> _Stored data_
━━━━━━━━━━━━━━━━

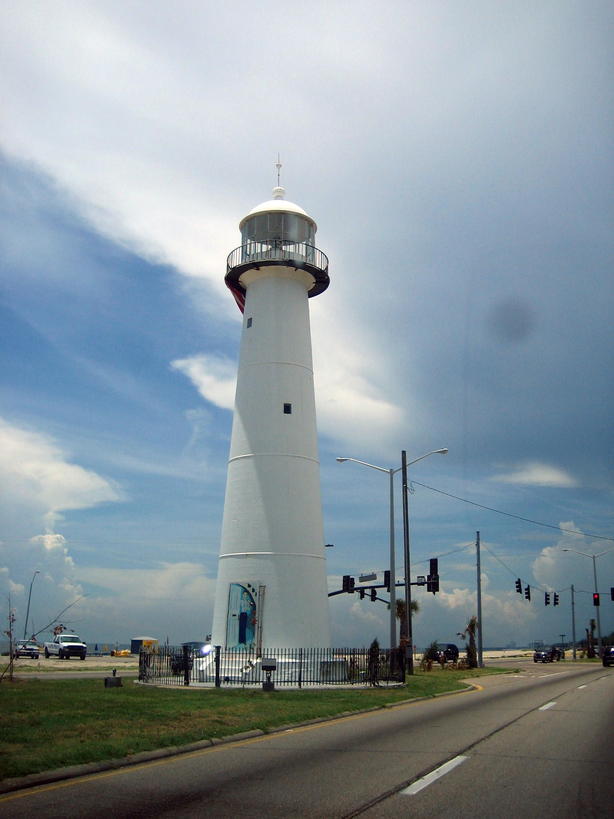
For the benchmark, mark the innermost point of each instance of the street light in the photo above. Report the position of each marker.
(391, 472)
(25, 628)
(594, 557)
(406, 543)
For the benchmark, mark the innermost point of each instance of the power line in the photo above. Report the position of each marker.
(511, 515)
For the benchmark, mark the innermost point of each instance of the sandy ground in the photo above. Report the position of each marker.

━━━━━━━━━━━━━━━━

Repeat every line of the records above, requests included, with each coordinate in the answers shifted by -118. Leave the pictures out.

For the benchmark, mark the innermost point of each instance of the street light in the photo above. Report the position of each marker.
(273, 354)
(-93, 510)
(476, 439)
(288, 425)
For the benchmark, mark the innermost point of each instance of the power line in the photo above. Report the position of each marker.
(393, 397)
For the benchmark, mark the innermost point of each instance of the sandy ground in the photo above. Report the position of each marker.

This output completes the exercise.